■ **Given exercise**
Reproduce, character for character, the part of the records that opens with the line containing "Please provide the mask of every instance of the sky." and closes with the line containing "116 72 L 119", including both of those lines.

■ **Data for processing**
_ _ _ _ _ _ _

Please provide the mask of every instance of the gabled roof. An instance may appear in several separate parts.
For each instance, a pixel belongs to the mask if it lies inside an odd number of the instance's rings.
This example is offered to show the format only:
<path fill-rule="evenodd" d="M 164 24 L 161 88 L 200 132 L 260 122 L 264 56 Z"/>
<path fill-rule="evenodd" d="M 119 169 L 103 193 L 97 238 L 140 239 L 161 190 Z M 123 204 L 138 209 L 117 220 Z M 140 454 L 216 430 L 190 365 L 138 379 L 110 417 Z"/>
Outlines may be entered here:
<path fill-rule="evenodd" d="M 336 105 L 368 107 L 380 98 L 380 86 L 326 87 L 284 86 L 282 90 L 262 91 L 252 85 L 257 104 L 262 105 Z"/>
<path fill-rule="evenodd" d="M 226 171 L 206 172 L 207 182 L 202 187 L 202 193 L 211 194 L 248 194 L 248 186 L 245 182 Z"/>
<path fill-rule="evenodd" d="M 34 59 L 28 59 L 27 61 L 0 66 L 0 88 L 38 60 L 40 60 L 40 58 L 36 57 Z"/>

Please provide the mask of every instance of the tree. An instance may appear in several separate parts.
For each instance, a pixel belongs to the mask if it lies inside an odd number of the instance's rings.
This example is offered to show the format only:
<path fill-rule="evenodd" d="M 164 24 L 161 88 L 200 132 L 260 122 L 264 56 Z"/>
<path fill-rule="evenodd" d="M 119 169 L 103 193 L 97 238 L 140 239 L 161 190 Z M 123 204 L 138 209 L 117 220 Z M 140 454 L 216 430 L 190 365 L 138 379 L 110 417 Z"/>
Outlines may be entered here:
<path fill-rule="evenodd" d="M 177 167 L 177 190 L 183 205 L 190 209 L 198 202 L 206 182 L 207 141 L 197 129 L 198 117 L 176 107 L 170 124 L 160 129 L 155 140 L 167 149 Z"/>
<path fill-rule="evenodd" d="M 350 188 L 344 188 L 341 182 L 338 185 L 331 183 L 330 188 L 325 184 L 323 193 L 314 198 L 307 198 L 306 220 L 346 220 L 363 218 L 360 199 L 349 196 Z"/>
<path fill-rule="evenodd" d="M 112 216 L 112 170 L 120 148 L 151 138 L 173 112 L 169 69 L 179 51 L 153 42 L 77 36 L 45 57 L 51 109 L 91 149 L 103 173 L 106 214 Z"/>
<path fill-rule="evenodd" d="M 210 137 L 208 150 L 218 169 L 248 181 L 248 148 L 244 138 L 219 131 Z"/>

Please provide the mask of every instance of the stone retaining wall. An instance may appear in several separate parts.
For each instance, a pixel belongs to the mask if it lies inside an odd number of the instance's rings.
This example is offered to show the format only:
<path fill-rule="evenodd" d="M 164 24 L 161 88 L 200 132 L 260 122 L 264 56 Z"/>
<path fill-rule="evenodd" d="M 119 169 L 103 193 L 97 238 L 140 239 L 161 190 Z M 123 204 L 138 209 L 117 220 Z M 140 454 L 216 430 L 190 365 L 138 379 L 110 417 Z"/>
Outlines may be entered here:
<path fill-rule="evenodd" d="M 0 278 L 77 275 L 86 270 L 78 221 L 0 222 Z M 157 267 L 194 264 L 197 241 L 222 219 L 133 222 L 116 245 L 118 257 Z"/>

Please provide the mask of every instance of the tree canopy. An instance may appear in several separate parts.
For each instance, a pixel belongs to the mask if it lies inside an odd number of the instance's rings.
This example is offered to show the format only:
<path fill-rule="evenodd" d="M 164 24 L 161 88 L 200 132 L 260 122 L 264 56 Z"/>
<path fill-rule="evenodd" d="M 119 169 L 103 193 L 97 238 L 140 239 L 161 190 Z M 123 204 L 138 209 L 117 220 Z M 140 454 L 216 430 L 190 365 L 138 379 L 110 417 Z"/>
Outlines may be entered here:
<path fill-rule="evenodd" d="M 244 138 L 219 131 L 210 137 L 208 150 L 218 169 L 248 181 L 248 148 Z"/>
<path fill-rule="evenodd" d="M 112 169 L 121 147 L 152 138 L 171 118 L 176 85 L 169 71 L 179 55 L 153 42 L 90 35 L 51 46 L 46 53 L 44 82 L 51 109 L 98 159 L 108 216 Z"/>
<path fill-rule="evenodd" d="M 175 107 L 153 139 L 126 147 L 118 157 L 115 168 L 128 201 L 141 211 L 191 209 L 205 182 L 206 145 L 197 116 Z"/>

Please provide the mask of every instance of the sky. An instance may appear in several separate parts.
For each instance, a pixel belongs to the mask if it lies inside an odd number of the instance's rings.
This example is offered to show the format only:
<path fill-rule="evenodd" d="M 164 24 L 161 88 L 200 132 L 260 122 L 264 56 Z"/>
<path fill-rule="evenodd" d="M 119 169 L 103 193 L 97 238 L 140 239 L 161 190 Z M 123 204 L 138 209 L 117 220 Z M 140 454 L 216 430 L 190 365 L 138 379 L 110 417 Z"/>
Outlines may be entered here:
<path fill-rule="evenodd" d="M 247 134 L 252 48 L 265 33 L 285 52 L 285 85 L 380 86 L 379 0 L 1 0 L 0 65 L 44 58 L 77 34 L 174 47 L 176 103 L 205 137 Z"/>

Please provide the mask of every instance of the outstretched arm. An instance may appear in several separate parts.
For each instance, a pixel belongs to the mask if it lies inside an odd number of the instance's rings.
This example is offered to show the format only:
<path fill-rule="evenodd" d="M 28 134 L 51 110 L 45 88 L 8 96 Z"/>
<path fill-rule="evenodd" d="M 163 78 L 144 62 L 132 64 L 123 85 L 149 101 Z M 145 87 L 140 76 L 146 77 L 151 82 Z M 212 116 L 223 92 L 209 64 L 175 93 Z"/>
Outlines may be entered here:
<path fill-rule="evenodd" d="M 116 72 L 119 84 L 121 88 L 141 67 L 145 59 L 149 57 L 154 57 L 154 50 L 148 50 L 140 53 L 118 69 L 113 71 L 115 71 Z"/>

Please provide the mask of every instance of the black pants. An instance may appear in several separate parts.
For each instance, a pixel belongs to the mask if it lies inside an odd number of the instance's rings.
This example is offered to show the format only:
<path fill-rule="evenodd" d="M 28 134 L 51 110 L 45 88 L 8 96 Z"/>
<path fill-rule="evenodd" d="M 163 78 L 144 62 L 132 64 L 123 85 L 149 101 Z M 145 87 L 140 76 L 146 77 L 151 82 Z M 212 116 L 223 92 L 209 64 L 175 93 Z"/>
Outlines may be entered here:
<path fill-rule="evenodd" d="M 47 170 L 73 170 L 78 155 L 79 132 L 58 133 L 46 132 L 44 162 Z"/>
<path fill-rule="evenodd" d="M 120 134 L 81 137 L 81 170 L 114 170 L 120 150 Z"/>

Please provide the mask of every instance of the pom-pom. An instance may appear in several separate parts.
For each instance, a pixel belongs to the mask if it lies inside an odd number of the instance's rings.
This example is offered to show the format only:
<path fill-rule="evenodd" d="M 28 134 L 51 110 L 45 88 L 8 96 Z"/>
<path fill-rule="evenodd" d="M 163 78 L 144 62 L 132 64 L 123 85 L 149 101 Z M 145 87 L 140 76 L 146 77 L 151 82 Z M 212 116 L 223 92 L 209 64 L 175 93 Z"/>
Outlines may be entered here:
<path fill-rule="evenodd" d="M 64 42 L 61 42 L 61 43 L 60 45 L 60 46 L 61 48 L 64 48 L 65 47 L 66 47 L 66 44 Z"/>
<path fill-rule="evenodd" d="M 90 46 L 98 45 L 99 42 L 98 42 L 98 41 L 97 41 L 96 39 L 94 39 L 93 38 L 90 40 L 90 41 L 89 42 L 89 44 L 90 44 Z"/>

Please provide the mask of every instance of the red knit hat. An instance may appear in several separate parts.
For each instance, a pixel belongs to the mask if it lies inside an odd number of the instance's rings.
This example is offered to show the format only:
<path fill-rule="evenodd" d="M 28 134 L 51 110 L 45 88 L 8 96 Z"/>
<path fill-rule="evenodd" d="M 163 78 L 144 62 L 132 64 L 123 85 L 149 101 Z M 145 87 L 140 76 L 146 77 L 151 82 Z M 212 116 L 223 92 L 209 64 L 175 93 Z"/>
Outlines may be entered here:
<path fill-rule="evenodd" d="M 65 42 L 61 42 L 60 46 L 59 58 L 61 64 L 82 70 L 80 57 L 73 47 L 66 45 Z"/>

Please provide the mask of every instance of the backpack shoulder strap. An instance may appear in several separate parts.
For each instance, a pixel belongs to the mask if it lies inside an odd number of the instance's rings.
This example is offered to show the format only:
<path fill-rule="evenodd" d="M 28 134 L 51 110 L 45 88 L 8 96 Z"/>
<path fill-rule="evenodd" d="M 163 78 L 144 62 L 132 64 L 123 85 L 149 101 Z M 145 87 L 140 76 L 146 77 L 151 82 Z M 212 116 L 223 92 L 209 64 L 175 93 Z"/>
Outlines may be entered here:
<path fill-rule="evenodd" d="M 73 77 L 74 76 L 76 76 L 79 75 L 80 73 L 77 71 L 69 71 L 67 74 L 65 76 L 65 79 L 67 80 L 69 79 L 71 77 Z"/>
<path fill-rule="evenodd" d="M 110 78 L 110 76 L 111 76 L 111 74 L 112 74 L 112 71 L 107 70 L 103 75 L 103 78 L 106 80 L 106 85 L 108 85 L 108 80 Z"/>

_ _ _ _ _ _ _

■ **Response below**
Please provide the mask of every instance of the sky. An instance may appear in several separate parts.
For each instance, a pixel belongs to the mask if it lies inside an odd number of the instance's rings.
This example is offered to show the format only:
<path fill-rule="evenodd" d="M 164 24 L 161 88 L 200 132 L 260 122 L 264 56 Z"/>
<path fill-rule="evenodd" d="M 119 169 L 103 193 L 97 238 L 140 239 L 161 190 Z M 123 204 L 138 209 L 117 220 Z M 140 454 L 216 430 L 190 365 L 138 379 L 110 417 Z"/>
Outlines may be entered here:
<path fill-rule="evenodd" d="M 247 134 L 252 48 L 265 33 L 285 52 L 285 85 L 380 86 L 379 0 L 1 0 L 0 65 L 44 58 L 77 34 L 174 47 L 176 103 L 205 137 Z"/>

Please provide the mask of every instance of the outstretched arm. An instance may appear in several separate parts.
For each instance, a pixel belongs to the mask if it lies inside an odd number of the instance's rings.
This example is offered to show the format only:
<path fill-rule="evenodd" d="M 28 134 L 51 110 L 45 88 L 8 96 Z"/>
<path fill-rule="evenodd" d="M 163 78 L 144 62 L 132 64 L 123 85 L 149 101 Z M 145 87 L 140 76 L 146 77 L 151 82 Z M 212 116 L 223 92 L 209 64 L 175 93 Z"/>
Outlines may be entered here:
<path fill-rule="evenodd" d="M 116 72 L 119 84 L 121 88 L 141 67 L 145 59 L 149 57 L 154 57 L 154 50 L 148 50 L 140 53 L 118 69 L 113 71 L 115 71 Z"/>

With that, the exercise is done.